- **Instructions to follow**: Your output should be the line with "Query: owl's dark eye" plus all following lines to the end of the records, exactly as written and nothing more.

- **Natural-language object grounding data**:
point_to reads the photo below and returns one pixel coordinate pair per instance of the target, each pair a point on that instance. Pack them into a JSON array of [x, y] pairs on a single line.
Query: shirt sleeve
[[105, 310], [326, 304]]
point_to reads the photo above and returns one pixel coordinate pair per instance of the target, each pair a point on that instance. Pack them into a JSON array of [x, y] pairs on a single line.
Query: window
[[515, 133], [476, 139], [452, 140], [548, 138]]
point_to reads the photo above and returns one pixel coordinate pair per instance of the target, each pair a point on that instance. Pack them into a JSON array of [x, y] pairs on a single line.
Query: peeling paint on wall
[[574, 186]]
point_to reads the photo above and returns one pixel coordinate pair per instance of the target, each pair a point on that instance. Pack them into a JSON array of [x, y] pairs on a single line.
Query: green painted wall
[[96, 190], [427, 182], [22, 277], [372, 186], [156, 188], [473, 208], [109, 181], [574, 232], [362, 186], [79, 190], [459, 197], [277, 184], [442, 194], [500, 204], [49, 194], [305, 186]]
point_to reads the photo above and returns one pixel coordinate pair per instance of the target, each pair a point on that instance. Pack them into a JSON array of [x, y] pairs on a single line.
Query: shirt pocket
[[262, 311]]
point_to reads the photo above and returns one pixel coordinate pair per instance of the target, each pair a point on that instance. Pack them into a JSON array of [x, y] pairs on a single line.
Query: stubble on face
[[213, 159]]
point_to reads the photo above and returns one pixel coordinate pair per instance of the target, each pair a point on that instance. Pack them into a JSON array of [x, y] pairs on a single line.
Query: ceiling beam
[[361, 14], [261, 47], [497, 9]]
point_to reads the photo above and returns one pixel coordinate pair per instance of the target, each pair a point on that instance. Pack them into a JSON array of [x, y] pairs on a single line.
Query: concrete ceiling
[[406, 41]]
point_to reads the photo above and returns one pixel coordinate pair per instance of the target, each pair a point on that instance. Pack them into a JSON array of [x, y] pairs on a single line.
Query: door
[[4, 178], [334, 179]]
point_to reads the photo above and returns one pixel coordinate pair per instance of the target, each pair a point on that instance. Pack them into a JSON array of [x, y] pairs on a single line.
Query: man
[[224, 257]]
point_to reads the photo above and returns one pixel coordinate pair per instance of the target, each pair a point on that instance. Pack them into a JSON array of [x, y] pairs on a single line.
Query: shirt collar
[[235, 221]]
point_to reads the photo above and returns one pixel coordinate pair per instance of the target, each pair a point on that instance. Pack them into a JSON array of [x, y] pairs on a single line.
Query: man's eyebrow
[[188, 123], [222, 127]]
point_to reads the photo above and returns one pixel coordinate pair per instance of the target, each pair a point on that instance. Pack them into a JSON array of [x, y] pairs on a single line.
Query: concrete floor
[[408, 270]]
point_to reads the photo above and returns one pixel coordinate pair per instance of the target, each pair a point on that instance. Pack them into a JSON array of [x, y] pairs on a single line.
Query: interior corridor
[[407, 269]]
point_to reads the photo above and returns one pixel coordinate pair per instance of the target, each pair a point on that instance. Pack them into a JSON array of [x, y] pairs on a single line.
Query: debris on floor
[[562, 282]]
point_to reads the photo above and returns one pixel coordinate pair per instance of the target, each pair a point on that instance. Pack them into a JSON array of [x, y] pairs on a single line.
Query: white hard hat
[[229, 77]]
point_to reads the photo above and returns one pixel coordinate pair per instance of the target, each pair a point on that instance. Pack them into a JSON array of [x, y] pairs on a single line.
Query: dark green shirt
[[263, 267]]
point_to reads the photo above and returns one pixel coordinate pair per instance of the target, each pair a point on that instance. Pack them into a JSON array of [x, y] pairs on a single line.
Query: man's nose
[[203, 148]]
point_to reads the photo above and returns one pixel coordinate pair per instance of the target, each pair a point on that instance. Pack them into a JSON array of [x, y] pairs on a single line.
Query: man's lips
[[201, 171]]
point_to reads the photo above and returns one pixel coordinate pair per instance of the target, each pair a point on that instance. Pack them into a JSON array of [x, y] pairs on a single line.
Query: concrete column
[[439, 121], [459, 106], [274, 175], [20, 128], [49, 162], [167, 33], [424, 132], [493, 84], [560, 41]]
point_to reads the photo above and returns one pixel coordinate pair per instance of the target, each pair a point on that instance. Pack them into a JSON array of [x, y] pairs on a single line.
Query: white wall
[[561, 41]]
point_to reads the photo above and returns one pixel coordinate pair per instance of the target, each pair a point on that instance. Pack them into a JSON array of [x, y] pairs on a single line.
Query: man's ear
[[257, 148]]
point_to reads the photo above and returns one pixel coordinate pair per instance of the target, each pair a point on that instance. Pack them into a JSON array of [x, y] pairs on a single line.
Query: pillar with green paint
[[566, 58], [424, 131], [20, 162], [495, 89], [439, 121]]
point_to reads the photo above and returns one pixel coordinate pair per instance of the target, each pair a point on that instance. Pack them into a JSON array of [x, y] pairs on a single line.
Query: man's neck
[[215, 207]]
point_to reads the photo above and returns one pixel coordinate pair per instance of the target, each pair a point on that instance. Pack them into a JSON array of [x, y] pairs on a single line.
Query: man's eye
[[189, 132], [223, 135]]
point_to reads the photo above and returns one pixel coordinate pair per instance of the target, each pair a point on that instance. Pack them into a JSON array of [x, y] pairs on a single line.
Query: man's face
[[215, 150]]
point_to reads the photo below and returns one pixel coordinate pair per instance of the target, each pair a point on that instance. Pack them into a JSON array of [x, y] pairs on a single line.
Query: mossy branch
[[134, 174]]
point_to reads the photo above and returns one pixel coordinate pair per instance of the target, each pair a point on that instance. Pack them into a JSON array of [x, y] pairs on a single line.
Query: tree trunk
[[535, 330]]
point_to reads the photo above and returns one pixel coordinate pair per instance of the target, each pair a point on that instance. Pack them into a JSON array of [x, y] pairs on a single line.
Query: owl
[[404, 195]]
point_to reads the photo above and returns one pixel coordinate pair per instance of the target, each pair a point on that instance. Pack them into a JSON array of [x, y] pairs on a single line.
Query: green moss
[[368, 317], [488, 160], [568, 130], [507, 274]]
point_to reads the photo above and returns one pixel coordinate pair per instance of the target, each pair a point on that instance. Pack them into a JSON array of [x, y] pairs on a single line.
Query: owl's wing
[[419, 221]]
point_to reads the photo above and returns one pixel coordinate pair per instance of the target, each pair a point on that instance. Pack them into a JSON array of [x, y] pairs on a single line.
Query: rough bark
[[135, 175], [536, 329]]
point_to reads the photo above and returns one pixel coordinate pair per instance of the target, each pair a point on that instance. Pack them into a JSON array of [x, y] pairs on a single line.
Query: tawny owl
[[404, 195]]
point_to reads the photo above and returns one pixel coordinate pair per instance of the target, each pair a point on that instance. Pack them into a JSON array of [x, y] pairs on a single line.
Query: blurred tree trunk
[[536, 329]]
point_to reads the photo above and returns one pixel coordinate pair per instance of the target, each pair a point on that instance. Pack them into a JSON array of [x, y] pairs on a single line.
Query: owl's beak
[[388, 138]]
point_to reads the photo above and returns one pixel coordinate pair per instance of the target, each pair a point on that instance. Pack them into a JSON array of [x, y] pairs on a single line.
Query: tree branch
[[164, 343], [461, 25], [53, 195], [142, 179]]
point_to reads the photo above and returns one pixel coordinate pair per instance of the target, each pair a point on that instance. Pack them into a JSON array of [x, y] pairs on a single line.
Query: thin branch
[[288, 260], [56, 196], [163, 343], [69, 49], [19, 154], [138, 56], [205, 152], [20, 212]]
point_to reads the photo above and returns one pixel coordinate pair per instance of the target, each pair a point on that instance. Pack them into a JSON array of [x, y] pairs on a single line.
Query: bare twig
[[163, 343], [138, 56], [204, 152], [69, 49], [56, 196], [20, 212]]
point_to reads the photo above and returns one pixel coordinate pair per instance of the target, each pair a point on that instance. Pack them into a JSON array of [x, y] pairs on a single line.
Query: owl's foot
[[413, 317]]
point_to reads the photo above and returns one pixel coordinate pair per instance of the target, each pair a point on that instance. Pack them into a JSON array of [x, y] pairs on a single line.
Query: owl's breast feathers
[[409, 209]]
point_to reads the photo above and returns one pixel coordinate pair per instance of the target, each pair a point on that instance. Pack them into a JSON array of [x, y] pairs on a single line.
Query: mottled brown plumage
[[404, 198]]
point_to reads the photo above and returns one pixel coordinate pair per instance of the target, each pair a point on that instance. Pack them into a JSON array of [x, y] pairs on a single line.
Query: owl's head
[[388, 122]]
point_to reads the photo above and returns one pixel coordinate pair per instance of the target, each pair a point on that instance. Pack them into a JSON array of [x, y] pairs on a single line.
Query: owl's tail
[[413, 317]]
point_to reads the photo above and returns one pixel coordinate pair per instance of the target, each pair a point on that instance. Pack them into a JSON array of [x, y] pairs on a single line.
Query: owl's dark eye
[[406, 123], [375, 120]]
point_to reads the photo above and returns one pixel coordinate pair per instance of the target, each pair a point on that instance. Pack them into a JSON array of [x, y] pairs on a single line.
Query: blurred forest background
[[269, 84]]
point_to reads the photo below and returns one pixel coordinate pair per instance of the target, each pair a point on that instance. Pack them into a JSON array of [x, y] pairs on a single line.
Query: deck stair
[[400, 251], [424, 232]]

- **Solution below**:
Query: owl's dark eye
[[406, 123], [375, 120]]
point_to reads the photo above and returns one pixel coordinate pair per instance of the target, each pair a point on that instance. Pack them into a JSON array of [x, y] pairs on a single line.
Query: blurred forest background
[[269, 84]]
point_to reads the photo below and returns one pixel coordinate pair per instance of the target, each pair a point on that instance. Pack them into a JSON array of [x, y] pairs on a single line.
Query: deck stair
[[400, 251], [424, 232]]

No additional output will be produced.